■ Selected text
Franck Riester, France’s culture minister, warned that while the principal structure had been saved, the building was still unstable.
There were already fears about its stability, after cracks appeared in the stone.
Sections of the building were under scaffolding as part of the renovations and 16 copper statues were removed last week.
What happens next?
Individuals and groups are mobilising to help rebuild Notre-Dame. Hundreds of millions of euros have already been pledged.
Billionaire François-Henri Pinault, chairman and CEO of the Kering group that owns the Gucci and Yves Saint Laurent fashion brands, pledged €100m (£86m; $113m) towards rebuilding Notre-Dame, AFP news agency reports.
Another €200m was pledged by Bernard Arnault’s family and their company LVMH – a business empire which includes Louis Vuitton and Sephora – on Tuesday morning, according to Reuters news agency.
The French charity Fondation du Patrimoine is launching an international appeal for funds for the cathedral, a Unesco World Heritage site.
Visiting the scene on Monday night, Mr Macron – who said the “worst had been avoided” with the preservation of the cathedral’s main structure – pledged to launch an international fundraising scheme for the reconstruction.
“We’ll rebuild this cathedral all together and it’s undoubtedly part of the French destiny and the project we’ll have for the coming years,” said Mr Macron.
“That’s what the French expect [and] because it’s what our history deserves,” he added, visibly emotional, calling it a “terrible tragedy”.
Offers of help have also been pouring in from around the globe, with Russian President Vladimir Putin saying he is happy to send experts to help restore the cathedral.
The British government is also looking into what it can do to help with its reconstruction, according Ed Llewellyn, the UK ambassador to France.
Spanish Culture Minister Jose Guirao said his country is also seeking ways to help – although, he added, “right now, above all, it’s about moral support, solidarity and from there, whatever they need”.
What about the cathedral’s treasures?
Emergency teams managed to rescue valuable artwork and religious items, including what is said to be the crown of thorns worn by Jesus before his crucifixion, which were stored inside the cathedral built in the 12th and 13th centuries.
A tunic, which King Louis IX is said to have worn when he brought the crown of thorns to Paris, was also saved.
“We had a chain of solidarity, especially in saving the works of art… [They] were able to be saved and put in a safe place,” said Paris Mayor Anne Hidalgo. “This is a tragedy for the whole world… Notre-Dame is the entire history of Paris.”
Historian Camille Pascal told French broadcaster BFMTV that “invaluable heritage” had been destroyed. “Happy and unfortunate events for centuries have been marked by the bells of Notre-Dame. We can be only horrified by what we see.”

■ Exercise brief
Say whether each statement agrees with the Notre-Dame text, answering yes or no and quoting the deciding words exactly. (a) Bernard Arnault's family and their company LVMH pledged €200m. (b) Sixteen copper statues were taken off the building last week. (c) The tunic said to have been worn by King Louis IX was lost.

[Natural language descriptions of regions]

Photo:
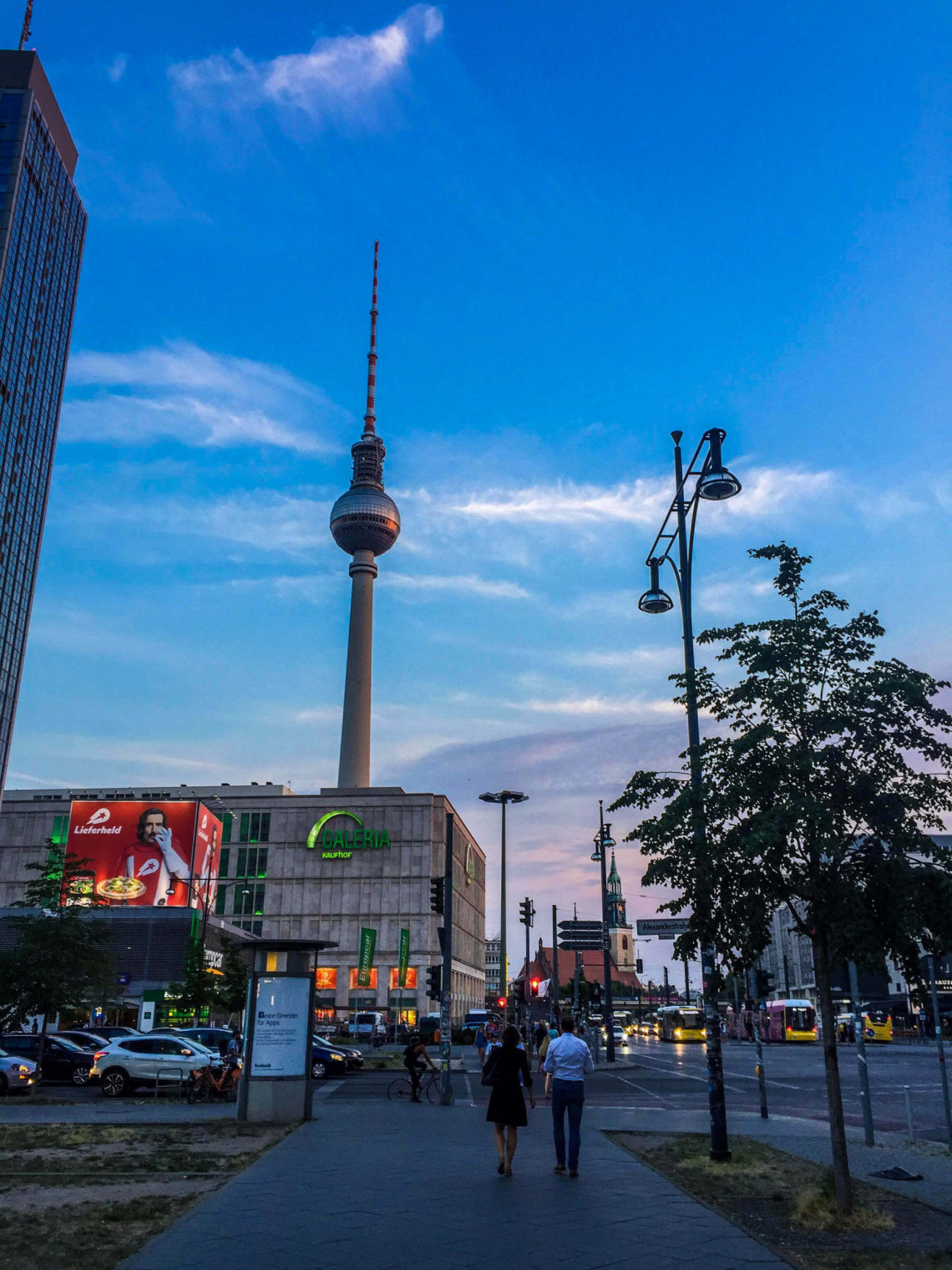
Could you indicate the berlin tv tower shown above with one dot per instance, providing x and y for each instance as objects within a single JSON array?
[{"x": 365, "y": 522}]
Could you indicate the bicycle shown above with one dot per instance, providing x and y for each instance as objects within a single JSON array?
[{"x": 402, "y": 1089}]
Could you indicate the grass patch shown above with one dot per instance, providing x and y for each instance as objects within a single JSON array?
[
  {"x": 111, "y": 1187},
  {"x": 788, "y": 1204}
]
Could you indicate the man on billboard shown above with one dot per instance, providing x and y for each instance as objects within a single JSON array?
[{"x": 153, "y": 861}]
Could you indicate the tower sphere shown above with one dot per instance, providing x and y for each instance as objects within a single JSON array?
[{"x": 365, "y": 520}]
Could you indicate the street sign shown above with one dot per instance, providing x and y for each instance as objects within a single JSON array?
[{"x": 664, "y": 927}]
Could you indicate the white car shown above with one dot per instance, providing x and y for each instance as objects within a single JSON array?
[
  {"x": 16, "y": 1074},
  {"x": 132, "y": 1060}
]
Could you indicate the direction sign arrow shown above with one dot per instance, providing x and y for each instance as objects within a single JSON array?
[{"x": 663, "y": 926}]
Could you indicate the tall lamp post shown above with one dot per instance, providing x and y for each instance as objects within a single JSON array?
[
  {"x": 503, "y": 796},
  {"x": 603, "y": 841},
  {"x": 715, "y": 483}
]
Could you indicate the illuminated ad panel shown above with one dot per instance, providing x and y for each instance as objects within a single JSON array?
[{"x": 146, "y": 854}]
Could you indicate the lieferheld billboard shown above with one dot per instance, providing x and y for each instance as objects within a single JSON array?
[{"x": 149, "y": 854}]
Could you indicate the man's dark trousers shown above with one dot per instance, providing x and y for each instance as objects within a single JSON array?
[{"x": 568, "y": 1096}]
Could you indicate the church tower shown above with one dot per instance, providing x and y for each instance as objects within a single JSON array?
[{"x": 619, "y": 930}]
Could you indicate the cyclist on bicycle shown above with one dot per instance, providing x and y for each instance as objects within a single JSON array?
[{"x": 417, "y": 1060}]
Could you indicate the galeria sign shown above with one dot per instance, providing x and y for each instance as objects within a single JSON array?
[{"x": 337, "y": 845}]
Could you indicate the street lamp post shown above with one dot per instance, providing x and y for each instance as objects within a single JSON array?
[
  {"x": 503, "y": 796},
  {"x": 603, "y": 841},
  {"x": 715, "y": 483}
]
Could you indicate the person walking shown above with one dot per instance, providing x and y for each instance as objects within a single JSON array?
[
  {"x": 505, "y": 1066},
  {"x": 568, "y": 1062}
]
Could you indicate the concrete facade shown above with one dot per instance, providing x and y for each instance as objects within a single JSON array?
[{"x": 375, "y": 876}]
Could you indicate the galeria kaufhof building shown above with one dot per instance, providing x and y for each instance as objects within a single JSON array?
[{"x": 311, "y": 865}]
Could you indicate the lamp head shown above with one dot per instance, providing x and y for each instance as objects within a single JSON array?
[
  {"x": 654, "y": 600},
  {"x": 717, "y": 481}
]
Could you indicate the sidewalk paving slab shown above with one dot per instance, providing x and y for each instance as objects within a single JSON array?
[{"x": 407, "y": 1186}]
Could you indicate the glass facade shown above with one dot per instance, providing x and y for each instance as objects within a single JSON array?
[{"x": 42, "y": 227}]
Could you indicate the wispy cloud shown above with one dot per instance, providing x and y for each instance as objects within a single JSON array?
[
  {"x": 642, "y": 502},
  {"x": 341, "y": 78},
  {"x": 198, "y": 398},
  {"x": 461, "y": 584}
]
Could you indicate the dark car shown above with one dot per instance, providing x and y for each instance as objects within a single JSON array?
[
  {"x": 85, "y": 1040},
  {"x": 63, "y": 1060},
  {"x": 212, "y": 1038},
  {"x": 325, "y": 1060}
]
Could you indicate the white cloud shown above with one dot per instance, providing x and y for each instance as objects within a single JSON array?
[
  {"x": 642, "y": 502},
  {"x": 463, "y": 584},
  {"x": 198, "y": 398},
  {"x": 341, "y": 78}
]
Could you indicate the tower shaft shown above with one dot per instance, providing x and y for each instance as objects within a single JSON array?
[{"x": 354, "y": 770}]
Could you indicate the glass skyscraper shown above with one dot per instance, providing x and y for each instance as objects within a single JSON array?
[{"x": 42, "y": 227}]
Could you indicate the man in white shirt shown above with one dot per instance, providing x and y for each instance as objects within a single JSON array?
[{"x": 568, "y": 1062}]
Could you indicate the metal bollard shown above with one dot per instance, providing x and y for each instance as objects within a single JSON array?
[{"x": 909, "y": 1113}]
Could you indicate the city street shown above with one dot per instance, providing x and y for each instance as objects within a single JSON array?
[{"x": 651, "y": 1076}]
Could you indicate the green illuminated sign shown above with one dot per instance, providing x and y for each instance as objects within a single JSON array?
[{"x": 341, "y": 846}]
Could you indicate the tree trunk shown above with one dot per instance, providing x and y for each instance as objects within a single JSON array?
[{"x": 842, "y": 1181}]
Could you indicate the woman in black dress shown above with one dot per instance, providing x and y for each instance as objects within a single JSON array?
[{"x": 507, "y": 1106}]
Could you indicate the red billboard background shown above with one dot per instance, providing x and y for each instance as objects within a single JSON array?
[{"x": 149, "y": 854}]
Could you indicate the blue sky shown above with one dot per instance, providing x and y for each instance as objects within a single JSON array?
[{"x": 597, "y": 224}]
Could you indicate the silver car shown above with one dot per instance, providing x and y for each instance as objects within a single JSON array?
[{"x": 17, "y": 1074}]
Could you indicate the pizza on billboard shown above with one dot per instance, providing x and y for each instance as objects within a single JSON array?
[{"x": 144, "y": 854}]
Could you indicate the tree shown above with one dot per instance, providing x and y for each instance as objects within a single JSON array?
[
  {"x": 818, "y": 801},
  {"x": 232, "y": 984},
  {"x": 60, "y": 952}
]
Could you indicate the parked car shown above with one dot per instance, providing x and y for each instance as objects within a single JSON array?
[
  {"x": 17, "y": 1074},
  {"x": 63, "y": 1060},
  {"x": 84, "y": 1039},
  {"x": 217, "y": 1039},
  {"x": 132, "y": 1060},
  {"x": 325, "y": 1060},
  {"x": 353, "y": 1057}
]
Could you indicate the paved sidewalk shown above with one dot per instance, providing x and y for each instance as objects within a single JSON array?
[{"x": 405, "y": 1186}]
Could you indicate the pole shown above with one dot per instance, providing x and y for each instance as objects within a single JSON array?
[
  {"x": 761, "y": 1076},
  {"x": 527, "y": 1008},
  {"x": 937, "y": 1020},
  {"x": 715, "y": 1064},
  {"x": 446, "y": 1016},
  {"x": 554, "y": 977},
  {"x": 605, "y": 949},
  {"x": 503, "y": 965},
  {"x": 861, "y": 1055}
]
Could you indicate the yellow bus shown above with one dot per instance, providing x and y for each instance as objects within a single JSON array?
[{"x": 681, "y": 1024}]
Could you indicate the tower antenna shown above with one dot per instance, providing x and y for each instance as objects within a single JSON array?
[
  {"x": 370, "y": 419},
  {"x": 27, "y": 21}
]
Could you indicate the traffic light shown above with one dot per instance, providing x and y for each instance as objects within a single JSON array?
[
  {"x": 434, "y": 982},
  {"x": 437, "y": 894},
  {"x": 764, "y": 983}
]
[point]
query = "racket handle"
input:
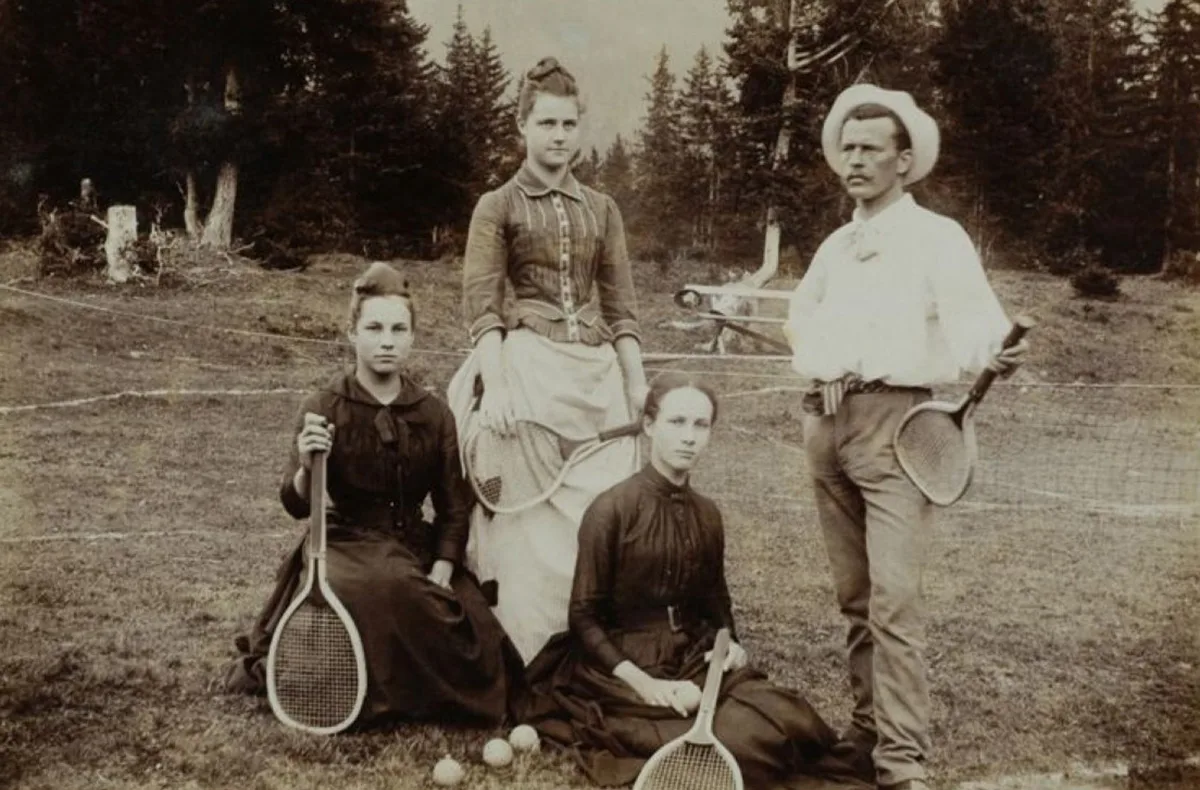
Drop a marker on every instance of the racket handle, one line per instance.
(715, 670)
(317, 504)
(1021, 325)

■ Result of the exercise
(a) Yes: "Another €200m was pledged by Bernard Arnault’s family and their company LVMH"
(b) Yes: "16 copper statues were removed last week"
(c) No: "A tunic, which King Louis IX is said to have worn when he brought the crown of thorns to Paris, was also saved."